▸ **WORK ITEM**: This exercise asks for the entries to be repeated exactly, without their images.

(Beginning of RECORDS SHOWN)

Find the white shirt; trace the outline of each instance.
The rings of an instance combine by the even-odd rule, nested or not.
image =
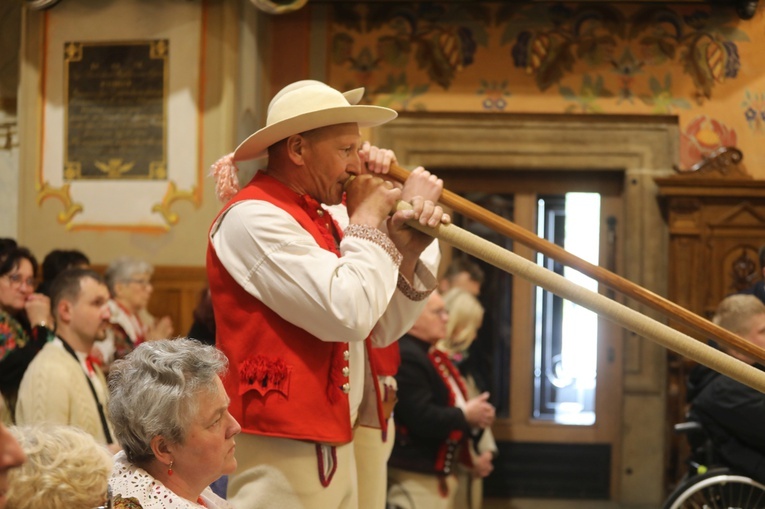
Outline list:
[[[186,500],[154,479],[146,470],[127,460],[125,451],[114,456],[114,468],[109,479],[114,498],[134,498],[143,509],[233,509],[208,487],[200,499],[203,504]]]
[[[344,206],[323,207],[341,229]],[[221,225],[225,224],[225,228]],[[289,213],[260,200],[234,204],[211,229],[211,245],[228,273],[284,320],[322,341],[349,343],[351,422],[363,396],[364,339],[387,346],[406,333],[425,300],[396,290],[398,266],[380,245],[346,235],[338,257],[316,244]],[[435,286],[438,243],[423,252],[417,290]]]

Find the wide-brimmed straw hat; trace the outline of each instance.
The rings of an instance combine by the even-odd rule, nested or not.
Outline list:
[[[382,106],[351,104],[342,93],[321,82],[295,85],[288,85],[285,88],[290,90],[282,90],[274,97],[269,105],[266,127],[236,148],[234,161],[264,157],[266,149],[274,143],[311,129],[345,123],[372,127],[389,122],[398,115]],[[358,94],[357,91],[351,92]]]
[[[273,108],[274,103],[278,101],[284,94],[310,85],[324,85],[325,87],[329,86],[326,83],[322,83],[321,81],[317,80],[300,80],[294,83],[290,83],[283,89],[279,90],[276,95],[271,98],[271,102],[268,103],[268,113],[271,113],[271,108]],[[348,99],[348,103],[350,104],[359,104],[361,98],[364,97],[364,87],[354,88],[353,90],[343,92],[343,97]]]

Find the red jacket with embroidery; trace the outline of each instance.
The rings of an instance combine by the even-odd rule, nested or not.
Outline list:
[[[322,232],[323,227],[301,205],[303,198],[272,177],[257,174],[221,214],[244,200],[276,205],[295,218],[321,248],[337,253],[330,244],[331,235]],[[343,370],[348,367],[348,344],[321,341],[279,317],[229,275],[211,245],[207,249],[207,277],[215,311],[216,346],[230,363],[223,385],[231,398],[229,411],[242,430],[313,442],[350,442],[350,405],[342,390],[348,382]],[[368,338],[366,346],[369,350]],[[374,359],[365,369],[376,380]],[[371,408],[376,414],[372,424],[384,427],[379,388],[376,383],[368,385],[374,386],[375,395],[369,394],[369,404],[362,403],[360,419],[364,408]]]

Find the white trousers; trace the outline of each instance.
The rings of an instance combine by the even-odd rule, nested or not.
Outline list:
[[[388,505],[396,509],[452,509],[457,491],[454,475],[439,477],[388,469]]]
[[[396,427],[388,419],[388,435],[382,441],[379,429],[359,426],[353,434],[353,452],[359,479],[359,509],[385,509],[388,491],[388,458],[393,450]]]
[[[329,447],[323,447],[329,451]],[[236,437],[236,471],[229,477],[228,500],[241,509],[357,509],[353,443],[319,457],[316,444],[242,433]],[[328,486],[319,469],[336,466]]]

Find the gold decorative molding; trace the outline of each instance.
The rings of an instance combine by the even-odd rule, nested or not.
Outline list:
[[[10,150],[19,146],[18,129],[16,122],[0,124],[0,150]]]
[[[202,202],[197,192],[197,186],[193,186],[190,191],[179,191],[175,182],[170,181],[167,184],[167,192],[162,198],[162,202],[157,203],[151,208],[152,212],[159,212],[165,221],[167,221],[166,230],[169,230],[170,226],[178,223],[178,214],[170,210],[170,206],[178,200],[189,200],[194,204],[195,208],[199,208]]]
[[[47,182],[43,182],[39,185],[37,191],[37,205],[42,205],[48,198],[56,198],[61,200],[61,203],[64,204],[64,210],[56,215],[56,219],[60,224],[63,224],[67,230],[71,230],[72,218],[84,209],[80,203],[72,201],[72,197],[69,194],[69,184],[64,184],[61,187],[51,187]]]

(End of RECORDS SHOWN)

▸ **EXERCISE SOLUTION**:
Find the white shirt; trace the outline of each instance.
The rings of an instance combine by the even-odd rule, nested or not.
image =
Outline list:
[[[186,500],[154,479],[146,470],[127,460],[125,451],[114,456],[114,468],[109,479],[114,498],[134,498],[143,509],[233,509],[208,487],[200,499],[203,504]]]
[[[344,206],[323,207],[341,229]],[[221,225],[225,224],[225,228]],[[289,213],[260,200],[234,204],[211,229],[211,245],[228,273],[284,320],[322,341],[349,343],[351,422],[363,396],[364,339],[387,346],[406,333],[425,300],[396,290],[398,266],[380,245],[346,235],[338,257],[316,244]],[[435,286],[438,243],[423,252],[417,290]]]

Find the wide-brimmed straw hat; trace the outline of each instance.
The rings of an instance combine by the even-odd rule, nested or not.
Outline list:
[[[382,106],[351,104],[342,93],[321,82],[295,85],[288,85],[285,88],[290,90],[282,90],[274,97],[269,105],[266,127],[236,148],[234,161],[264,157],[266,149],[274,143],[311,129],[345,123],[372,127],[389,122],[398,115]],[[358,94],[357,91],[351,92]]]
[[[273,108],[274,103],[278,101],[284,94],[310,85],[324,85],[325,87],[329,86],[326,83],[322,83],[321,81],[317,80],[300,80],[294,83],[290,83],[283,89],[279,90],[276,95],[271,98],[271,102],[268,103],[268,113],[271,113],[271,108]],[[348,99],[348,103],[350,104],[359,104],[361,98],[364,97],[364,87],[354,88],[353,90],[343,92],[343,97]]]

Find the red jacket with embroidery; trace the outline of each instance.
The rings of an instance combine by the even-odd rule, nested or not.
Outline list:
[[[322,232],[323,227],[301,205],[303,198],[272,177],[257,174],[221,214],[244,200],[276,205],[295,218],[321,248],[337,253],[330,244],[331,235]],[[343,370],[348,367],[348,344],[321,341],[279,317],[229,275],[211,245],[207,249],[207,277],[215,311],[216,346],[230,363],[223,385],[231,398],[229,411],[242,430],[313,442],[350,442],[350,405],[342,390],[348,382]],[[368,338],[366,346],[369,350]],[[374,359],[365,369],[376,380]],[[371,408],[376,414],[372,424],[384,427],[379,388],[376,383],[368,385],[374,386],[375,395],[369,394],[369,404],[362,403],[360,419],[364,408]]]

Find the white trousers; trace the outline of each instance.
The rings of an instance combine by the even-odd rule, nested or not.
Outline list:
[[[388,505],[396,509],[452,509],[457,491],[454,475],[439,477],[388,469]]]
[[[396,427],[388,419],[388,435],[382,441],[379,429],[359,426],[353,434],[353,452],[359,479],[359,509],[385,509],[388,491],[388,458],[393,450]]]
[[[329,447],[323,447],[329,451]],[[236,437],[236,471],[229,477],[228,500],[241,509],[357,509],[353,443],[319,457],[316,444],[242,433]],[[328,486],[319,469],[336,466]]]

Find the gold decorative molding; trace the outline of each instance.
The rings of an instance combine by the even-odd rule, nested or not.
Outline list:
[[[10,150],[19,146],[18,129],[16,122],[0,124],[0,150]]]
[[[202,202],[197,192],[197,186],[193,186],[190,191],[179,191],[175,182],[170,181],[167,184],[167,192],[162,198],[162,202],[157,203],[151,208],[152,212],[159,212],[165,221],[167,221],[166,230],[169,230],[170,226],[178,223],[178,214],[170,210],[170,206],[178,200],[189,200],[194,204],[195,208],[199,208]]]
[[[47,182],[43,182],[39,185],[37,191],[37,205],[42,205],[48,198],[56,198],[61,200],[61,203],[64,204],[64,210],[56,215],[56,219],[60,224],[63,224],[67,230],[71,230],[72,218],[84,209],[80,203],[72,201],[72,197],[69,194],[69,184],[64,184],[61,187],[51,187]]]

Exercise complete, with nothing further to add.